J’ai tendance à insérer la bombilla après avoir versé l’eau chaude, mais bien franchement, je ne pense pas que le moment de son insertion fasse une différence notable. Toutefois, d’après mes lectures, si l’on insère la bombilla dans la yerba sèche, il faudrait, avant l’ajout d’eau chaude, mettre un peu d’eau froide dans le maté, afin d’éviter la surcuisson de la yerba et de maintenir son angle de 45 degrés en place (quitte à le rétablir avec la bombilla). Je n’ai cependant jamais vu personne faire cela. Et je ne comprends pas l’intérêt de procéder de la sorte: après tout, si l’eau chaude est à la bonne température… à quoi ça sert de mettre de l’eau froide? Quoi qu’il en soit, une fois l’eau chaude versée, on laisse infuser la mixture quelques instants. Et, enfin, on boit.
Ceci dit, chaque personne peut avoir sa propre technique. Inutile donc de m’écrire pour me dire que ce n’est pas comme ça que l’on prépare le maté, que votre technique de prédilection est plus « authentique », etc. Ça n’a pas d’importance, au fond. L’important, c’est le plaisir de savourer un bon maté.
Sucre ou pas?
À noter que l’on peut ajouter du sucre dans le maté; c’est, vous l’aurez deviné, une question de goût. Mes ami-es de Mendoza en mettaient un peu dans leur maté, en même temps que la yerba; mes ami-es de Córdoba n’en mettaient pas du tout. Il y aurait apparemment des « débats » sur la légitimité du sucre dans le maté, mais en toute franchise, on s’en torche. Conversation aussi inutile que celle sur « lait ou crème dans le café? ». Ma suggestion? Essayez les deux méthodes et choisissez celle que vous préférez. C’est tout. Pour ma part, je préfère « amargo ».
Précisions sur le rituel
En espagnol, le verbe qui définit la préparation du maté est « cebar » (comme dans « cebar mate »); la personne qui prépare le maté se nomme « cebador » (pour un homme) ou « cebadora » (pour une femme). Elle s’occupe de toutes les étapes du processus, qu’elle soit seule (cela va de soi, je sais) ou en groupe. Elle boit en premier, puis passe le maté aux gens autour d’elle (quand groupe il y a). Je ne me souviens pas s’il y a un sens de rotation spécifique; je n’ai jamais reçu d’instructions à cet égard. Quand j’étais le cebador, je passais le maté d’abord à la personne la plus proche de moi. On ne m’a jamais rabroué, alors j’en conclus que c’était approprié. Une fois qu’une personne a terminé de boire l’infusion, elle doit redonner le maté au cebador, qui rajoute alors de l’eau chaude, de la yerba ou les deux, selon le cas. Quand une personne ne veut plus boire de maté, elle remercie le cebador, au moment de rendre le maté; il ne faut donc pas dire « merci » avant que l’on soit rassasié-e. Comme quoi, pour une fois, un excès de politesse peut produire l’effet inverse à celui recherché.

::::::::

CONSIGNES:
(A) Recopiez tout le passage du texte sur le maté, depuis « J’ai tendance à » jusqu'à « enfin, on boit. » inclus.
(B) Pour chaque affirmation, répondez par oui ou par non selon qu'elle concorde ou non avec le texte sur le maté, et citez fidèlement les mots du texte qui permettent de trancher. (i) La personne qui écrit insère la bombilla avant de verser l'eau chaude. (ii) Les amis de Mendoza mettaient du sucre dans leur maté. (iii) Le cebador boit le maté en premier.
Les lignes présentées ensuite n'ont aucun lien avec le texte sur le maté.

DONNÉES FOURNIES:
::::::::

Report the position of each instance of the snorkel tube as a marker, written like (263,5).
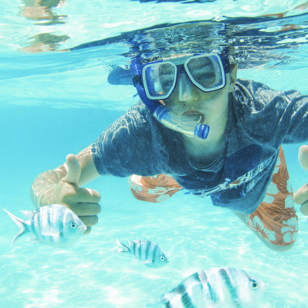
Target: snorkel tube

::::::::

RÉPONSES PAR CONSIGNE:
(A)
J’ai tendance à insérer la bombilla après avoir versé l’eau chaude, mais bien franchement, je ne pense pas que le moment de son insertion fasse une différence notable. Toutefois, d’après mes lectures, si l’on insère la bombilla dans la yerba sèche, il faudrait, avant l’ajout d’eau chaude, mettre un peu d’eau froide dans le maté, afin d’éviter la surcuisson de la yerba et de maintenir son angle de 45 degrés en place (quitte à le rétablir avec la bombilla). Je n’ai cependant jamais vu personne faire cela. Et je ne comprends pas l’intérêt de procéder de la sorte: après tout, si l’eau chaude est à la bonne température… à quoi ça sert de mettre de l’eau froide? Quoi qu’il en soit, une fois l’eau chaude versée, on laisse infuser la mixture quelques instants. Et, enfin, on boit.

(B)
(i) Non : « J’ai tendance à insérer la bombilla après avoir versé l’eau chaude »
(ii) Oui : « Mes ami-es de Mendoza en mettaient un peu dans leur maté, en même temps que la yerba »
(iii) Oui : « Elle boit en premier, puis passe le maté aux gens autour d’elle »